ROWS:
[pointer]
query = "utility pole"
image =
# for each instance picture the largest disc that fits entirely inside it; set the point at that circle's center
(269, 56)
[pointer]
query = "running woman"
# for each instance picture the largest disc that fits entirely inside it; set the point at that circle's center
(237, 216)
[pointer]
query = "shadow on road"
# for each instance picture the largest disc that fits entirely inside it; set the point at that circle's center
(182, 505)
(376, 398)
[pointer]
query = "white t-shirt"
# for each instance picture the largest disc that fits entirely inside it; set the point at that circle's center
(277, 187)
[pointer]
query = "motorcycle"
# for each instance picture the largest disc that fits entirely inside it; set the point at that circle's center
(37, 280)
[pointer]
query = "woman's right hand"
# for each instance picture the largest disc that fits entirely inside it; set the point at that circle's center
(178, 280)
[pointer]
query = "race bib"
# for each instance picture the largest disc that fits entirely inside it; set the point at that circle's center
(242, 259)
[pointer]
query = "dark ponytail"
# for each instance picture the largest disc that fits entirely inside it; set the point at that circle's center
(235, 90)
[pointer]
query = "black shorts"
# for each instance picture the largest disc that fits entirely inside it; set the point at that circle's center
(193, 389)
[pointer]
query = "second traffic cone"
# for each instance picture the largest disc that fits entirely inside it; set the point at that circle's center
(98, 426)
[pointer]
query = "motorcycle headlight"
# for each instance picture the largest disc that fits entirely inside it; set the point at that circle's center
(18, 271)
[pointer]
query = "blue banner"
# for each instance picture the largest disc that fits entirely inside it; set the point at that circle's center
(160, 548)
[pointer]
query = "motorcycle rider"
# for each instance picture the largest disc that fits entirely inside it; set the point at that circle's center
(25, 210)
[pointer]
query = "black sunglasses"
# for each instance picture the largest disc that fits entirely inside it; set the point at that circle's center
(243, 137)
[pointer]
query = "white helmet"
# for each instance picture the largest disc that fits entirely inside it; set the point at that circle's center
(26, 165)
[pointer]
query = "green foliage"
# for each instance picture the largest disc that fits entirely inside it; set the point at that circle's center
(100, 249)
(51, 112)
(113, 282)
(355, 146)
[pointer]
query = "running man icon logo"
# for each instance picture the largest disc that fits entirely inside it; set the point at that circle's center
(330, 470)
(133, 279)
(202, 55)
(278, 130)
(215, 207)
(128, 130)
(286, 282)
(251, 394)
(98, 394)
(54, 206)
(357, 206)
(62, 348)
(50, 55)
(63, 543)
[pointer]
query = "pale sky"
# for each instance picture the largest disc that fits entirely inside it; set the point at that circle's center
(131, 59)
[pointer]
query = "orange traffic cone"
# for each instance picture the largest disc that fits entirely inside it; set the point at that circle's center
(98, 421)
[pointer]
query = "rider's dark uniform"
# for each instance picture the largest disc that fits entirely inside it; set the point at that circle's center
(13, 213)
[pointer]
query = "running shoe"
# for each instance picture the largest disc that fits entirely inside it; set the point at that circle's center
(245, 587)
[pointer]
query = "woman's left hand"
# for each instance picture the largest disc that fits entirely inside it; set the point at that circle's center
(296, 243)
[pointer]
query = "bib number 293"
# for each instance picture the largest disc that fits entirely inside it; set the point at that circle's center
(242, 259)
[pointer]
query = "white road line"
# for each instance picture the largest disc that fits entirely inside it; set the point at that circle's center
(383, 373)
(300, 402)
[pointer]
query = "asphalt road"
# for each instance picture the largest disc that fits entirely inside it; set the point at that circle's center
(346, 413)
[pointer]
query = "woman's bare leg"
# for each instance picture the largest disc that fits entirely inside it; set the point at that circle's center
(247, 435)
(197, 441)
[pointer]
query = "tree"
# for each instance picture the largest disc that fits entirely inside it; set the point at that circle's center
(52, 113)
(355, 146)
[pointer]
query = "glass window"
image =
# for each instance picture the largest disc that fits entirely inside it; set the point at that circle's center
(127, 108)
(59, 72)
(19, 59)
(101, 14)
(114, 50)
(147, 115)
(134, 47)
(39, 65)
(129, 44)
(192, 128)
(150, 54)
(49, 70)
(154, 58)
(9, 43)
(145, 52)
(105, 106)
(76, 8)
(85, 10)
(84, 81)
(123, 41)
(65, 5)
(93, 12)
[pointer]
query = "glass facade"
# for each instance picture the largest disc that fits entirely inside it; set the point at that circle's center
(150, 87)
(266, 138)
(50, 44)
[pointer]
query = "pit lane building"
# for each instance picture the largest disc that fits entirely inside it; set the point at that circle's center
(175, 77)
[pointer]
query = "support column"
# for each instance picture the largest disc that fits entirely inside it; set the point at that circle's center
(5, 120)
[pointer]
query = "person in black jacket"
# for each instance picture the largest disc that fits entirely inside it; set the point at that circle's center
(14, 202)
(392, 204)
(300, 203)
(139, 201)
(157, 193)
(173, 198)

OBJECTIVE: Restate the data above word for word.

WORKED SOLUTION:
[pointer]
query = "utility pole"
image =
# for each instance picture the largest disc that fits entirely inside it; set the point at that circle's center
(269, 56)
[pointer]
query = "running woman"
# for each instance picture the largest disc that fits entirely inside it; set the point at that circle's center
(237, 216)
[pointer]
query = "shadow on road"
# for each instance picture the largest disc that fits entirely inside it; set the point at that circle's center
(182, 505)
(376, 398)
[pointer]
query = "white t-shirt"
# for each instance picture the largest disc that fits entirely inside it; set the point at that circle's center
(277, 187)
[pointer]
query = "motorcycle"
# for each instance picture the largest disc that fits entirely inside it; set the point at that circle's center
(37, 280)
[pointer]
query = "woman's right hand"
# for each instance picture the largest disc that fits entirely inside it; set the point at that circle's center
(178, 280)
[pointer]
query = "race bib"
# for each instance picture the largest disc that fits entirely inside it; set the point at that circle's center
(242, 259)
[pointer]
query = "dark ponytail"
# for each instance picture the largest disc that fits entirely inside it; set the point at that circle's center
(235, 90)
[pointer]
query = "black shorts"
# for each instance picture the largest disc that fits entirely inside it; set the point at that circle's center
(193, 389)
[pointer]
query = "second traffic cone"
# for each instance picture the largest disc that fits entirely inside it; set the point at that circle's center
(98, 426)
[pointer]
query = "motorcycle headlight"
# for each instance picture the largest disc that fits entirely inside it; set the point at that circle's center
(18, 271)
[pointer]
query = "blue banner"
# for each instance picture the largest disc that fits entirely inside it; set the point at that circle's center
(160, 548)
[pointer]
query = "motorcycle rider"
# for each instance picture the largest disc that fits entirely inside it; set the point at that circle's center
(25, 210)
[pointer]
query = "black sunglasses"
# for each instance picture the largest disc that fits entirely inside it; set the point at that circle's center
(243, 137)
[pointer]
query = "white helmet"
# for each instance picture the largest disc that fits entirely inside it; set the point at that circle's center
(26, 165)
[pointer]
query = "green foliage"
# for each instance picture the largest disc that fits entirely inside it; set the point at that circle's center
(100, 249)
(51, 112)
(113, 282)
(355, 146)
[pointer]
query = "running man icon logo"
# for each instance picture the largest disc that fits entirely inside it; set the point at that circle's center
(330, 470)
(133, 279)
(202, 55)
(278, 130)
(215, 207)
(128, 130)
(286, 282)
(251, 394)
(98, 394)
(54, 206)
(357, 206)
(62, 348)
(50, 55)
(63, 543)
[pointer]
query = "pale sky"
# for each instance picture the largest disc that fits entirely inside it; set the point at that circle's center
(131, 59)
[pointer]
query = "orange traffic cone"
# for each instance picture the largest disc that fits entirely inside it; set the point at that circle's center
(98, 421)
[pointer]
query = "rider's dark uniform"
# for each instance picture the largest disc that fits entirely inside it; set the point at that circle's center
(13, 213)
[pointer]
query = "running shoe"
# for each instance picture the largest disc that fits entirely inside it; set the point at that circle's center
(245, 587)
[pointer]
query = "woman's left hand"
# for each instance picture the largest disc that fits entirely inside it; set the point at that circle's center
(296, 243)
[pointer]
query = "bib number 293"
# for each instance picture the largest disc that fits entirely inside it; set the point at that circle's center
(242, 259)
[pointer]
query = "white road line"
# for each instance picture the largest disc that fits entirely inside it; set the point at that circle's center
(383, 373)
(300, 402)
[pointer]
query = "asphalt road"
# for each instance picture the largest disc that fits entirely inside it; set the point at that circle's center
(346, 413)
[pointer]
query = "woman's bare leg"
# for each instance picture the largest disc that fits entirely inside it; set the point at that circle's center
(247, 435)
(197, 441)
[pointer]
query = "tree"
# for each instance picture the largest disc that fits entirely inside it; set the point at that circle's center
(52, 113)
(355, 146)
[pointer]
query = "glass window"
image =
# for each instance picture the largest disc that fits entirely inside it; set the point at that circle's center
(127, 108)
(59, 72)
(19, 59)
(101, 14)
(114, 50)
(147, 115)
(134, 47)
(39, 65)
(129, 44)
(192, 128)
(150, 54)
(49, 70)
(154, 58)
(9, 43)
(145, 52)
(105, 106)
(76, 8)
(85, 10)
(84, 81)
(123, 41)
(65, 5)
(93, 12)
[pointer]
query = "glass facade"
# for each instance picture the largest disc that fits entirely inside it; set the point at that circle's center
(150, 87)
(266, 138)
(50, 44)
[pointer]
query = "pit lane building"
# for each instance picture the largest disc that fits entirely inside it; set the point at that circle's center
(175, 77)
[pointer]
query = "support column"
# for each instance picture the largest disc that fits entirely inside it; set the point at that circle's center
(5, 120)
[pointer]
query = "person in black jacket"
# for each instance picture the largest disc that fits entirely inside it; set the point at that circle's center
(14, 202)
(392, 204)
(300, 203)
(139, 201)
(157, 193)
(173, 198)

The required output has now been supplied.